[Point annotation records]
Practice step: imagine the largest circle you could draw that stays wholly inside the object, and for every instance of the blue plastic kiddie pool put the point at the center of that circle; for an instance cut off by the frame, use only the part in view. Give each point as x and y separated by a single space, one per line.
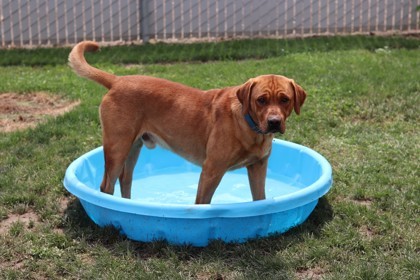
164 189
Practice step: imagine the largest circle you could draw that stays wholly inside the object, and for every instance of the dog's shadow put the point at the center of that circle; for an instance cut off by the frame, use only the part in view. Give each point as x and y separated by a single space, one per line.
77 224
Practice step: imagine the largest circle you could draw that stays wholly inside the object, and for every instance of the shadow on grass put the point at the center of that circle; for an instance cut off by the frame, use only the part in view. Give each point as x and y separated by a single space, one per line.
78 225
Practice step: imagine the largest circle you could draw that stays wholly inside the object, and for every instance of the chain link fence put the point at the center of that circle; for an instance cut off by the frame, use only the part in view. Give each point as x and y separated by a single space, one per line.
27 23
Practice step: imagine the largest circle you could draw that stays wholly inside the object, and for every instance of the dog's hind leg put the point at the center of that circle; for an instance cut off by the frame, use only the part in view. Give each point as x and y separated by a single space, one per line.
126 176
116 153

### What the task asks
Copy the entries from the line containing "the dog's shadow" through the last line of the entries, and substitute "biggest" for "largest" with nothing else changed.

### Solution for this task
Practice step: imagine the biggest circle you could draw that stays wholly inside the object, and for every instance of the dog's shadow put the point at the center of that circle; for an instance cut off by the frame, use only the part in view. Give each point as x and y separated by a single space, one per line.
77 224
Practice step: imagine the biggest circle you could draw that stays wholly inside the object, and for every instance of the shadow on grass put the point at the center of that circle; for an instance cut off by the frame, use only the part in view. Give each point as x and y separated by a single space, one per line.
78 225
Practice step: imagine the biggest circle you could draw that stays wholly inside the object, and for every instance of the chain link fence put the point at the center of that circle; for an instance cut off by the frame, use only the part in view. Give each point as x and y separated by a single space, one per line.
27 23
Practice step: imagine the biggest circle you could draw that stays wholly inside the object, and for every instance of the dog's hind leg put the point at the center of that circle; for an instance cut off by the frame, use only the part in view. Give each point as x and y separated by a single space, one per line.
126 176
116 153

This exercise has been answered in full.